● **原文**:
++++

美文网首页实时计算框架Flink
Flink12:Flink流处理Api之sink

Flink12:Flink流处理Api之sink

作者: 勇于自信 | 来源:发表于2020-05-05 23:11 被阅读0次

    流处理基本步骤:


    sink

    Flink没有类似于spark中foreach方法,让用户进行迭代的操作。虽有对外的输出操作都要利用Sink完成。最后通过类似如下方式完成整个任务最终输出操作:
    stream.addSink(new MySink(xxxx))
    官方提供了一部分的框架的sink。除此以外,需要用户自定义实现sink。



    1.kafka作为sink的实践

    1.1. pom.xml添加配置

    <!-- https://mvnrepository.com/artifact/org.apache.flink/flink-connector-kafka-0.11 -->
    <dependency>
        <groupId>org.apache.flink</groupId>
        <artifactId>flink-connector-kafka-0.11_2.11</artifactId>
        <version>1.7.2</version>
    </dependency>
    

    1.2. 主函数中的sink开发

    package com.atguigu.apitest.sinktest
    
    import java.util.Properties
    
    import com.atguigu.apitest.SensorReading
    import org.apache.flink.api.common.serialization.SimpleStringSchema
    import org.apache.flink.streaming.api.scala._
    import org.apache.flink.streaming.connectors.kafka.FlinkKafkaProducer011.Semantic
    import org.apache.flink.streaming.connectors.kafka.{FlinkKafkaConsumer011, FlinkKafkaProducer011}
    
    object KafkaSinkTest {
      def main(args: Array[String]): Unit = {
        val env = StreamExecutionEnvironment.getExecutionEnvironment
        env.setParallelism(1)

++++

● **所给材料**:
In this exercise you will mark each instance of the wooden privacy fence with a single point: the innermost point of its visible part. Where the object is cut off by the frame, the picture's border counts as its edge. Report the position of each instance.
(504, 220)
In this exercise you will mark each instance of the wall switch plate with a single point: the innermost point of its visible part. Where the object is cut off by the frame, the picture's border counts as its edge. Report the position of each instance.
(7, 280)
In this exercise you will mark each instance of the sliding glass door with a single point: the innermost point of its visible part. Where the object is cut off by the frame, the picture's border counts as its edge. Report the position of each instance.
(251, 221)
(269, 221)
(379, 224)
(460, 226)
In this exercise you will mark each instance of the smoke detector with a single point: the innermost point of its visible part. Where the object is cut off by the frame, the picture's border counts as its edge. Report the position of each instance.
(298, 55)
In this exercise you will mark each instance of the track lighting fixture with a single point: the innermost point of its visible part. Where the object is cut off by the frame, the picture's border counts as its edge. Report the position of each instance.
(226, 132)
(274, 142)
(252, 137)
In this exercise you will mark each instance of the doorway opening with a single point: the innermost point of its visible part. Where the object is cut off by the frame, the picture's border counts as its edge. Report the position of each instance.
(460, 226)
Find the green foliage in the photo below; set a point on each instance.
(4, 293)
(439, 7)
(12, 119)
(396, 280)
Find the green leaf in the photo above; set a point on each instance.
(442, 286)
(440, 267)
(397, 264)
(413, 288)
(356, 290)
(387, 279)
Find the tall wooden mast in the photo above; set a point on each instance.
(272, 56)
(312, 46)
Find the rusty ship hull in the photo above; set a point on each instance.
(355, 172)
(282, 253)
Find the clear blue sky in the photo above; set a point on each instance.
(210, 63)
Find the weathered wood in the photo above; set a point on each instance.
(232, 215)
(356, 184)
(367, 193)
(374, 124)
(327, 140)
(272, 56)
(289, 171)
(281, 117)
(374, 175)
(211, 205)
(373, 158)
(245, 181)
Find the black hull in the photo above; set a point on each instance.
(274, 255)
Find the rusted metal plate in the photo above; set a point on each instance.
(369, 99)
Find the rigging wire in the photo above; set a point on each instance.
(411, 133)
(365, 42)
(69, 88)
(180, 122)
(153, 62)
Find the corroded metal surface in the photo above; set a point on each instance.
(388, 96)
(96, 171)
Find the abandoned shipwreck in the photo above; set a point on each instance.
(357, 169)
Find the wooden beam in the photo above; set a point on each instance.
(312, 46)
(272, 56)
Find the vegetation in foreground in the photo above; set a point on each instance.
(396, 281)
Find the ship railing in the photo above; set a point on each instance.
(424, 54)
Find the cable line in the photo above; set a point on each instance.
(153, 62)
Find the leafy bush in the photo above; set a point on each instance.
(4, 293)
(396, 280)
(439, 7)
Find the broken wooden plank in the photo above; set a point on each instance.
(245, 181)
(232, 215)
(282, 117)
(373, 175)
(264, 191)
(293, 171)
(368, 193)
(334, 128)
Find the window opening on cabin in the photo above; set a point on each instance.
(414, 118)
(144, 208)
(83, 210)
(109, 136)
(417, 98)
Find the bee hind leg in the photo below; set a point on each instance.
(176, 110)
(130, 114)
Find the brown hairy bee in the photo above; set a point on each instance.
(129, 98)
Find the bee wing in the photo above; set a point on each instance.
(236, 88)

++++

● **操作指示 1**:
请原样返回原文中从“作者: 勇于自信 | 来源:发表于2020-05-05”开始、一直到“官方提供了一部分的框架的sink。除此以外,需要用户自定义实现sink。”为止的那一段。
● **操作指示 2**:
列出原文代码中全部 import 语句所导入的内容。

● **参考解答 1**:
作者: 勇于自信 | 来源:发表于2020-05-05 23:11 被阅读0次

    流处理基本步骤:


    sink

    Flink没有类似于spark中foreach方法,让用户进行迭代的操作。虽有对外的输出操作都要利用Sink完成。最后通过类似如下方式完成整个任务最终输出操作:
    stream.addSink(new MySink(xxxx))
    官方提供了一部分的框架的sink。除此以外,需要用户自定义实现sink。

● **参考解答 2**:
1. java.util.Properties
2. com.atguigu.apitest.SensorReading
3. org.apache.flink.api.common.serialization.SimpleStringSchema
4. org.apache.flink.streaming.api.scala._
5. org.apache.flink.streaming.connectors.kafka.FlinkKafkaProducer011.Semantic
6. org.apache.flink.streaming.connectors.kafka.{FlinkKafkaConsumer011, FlinkKafkaProducer011}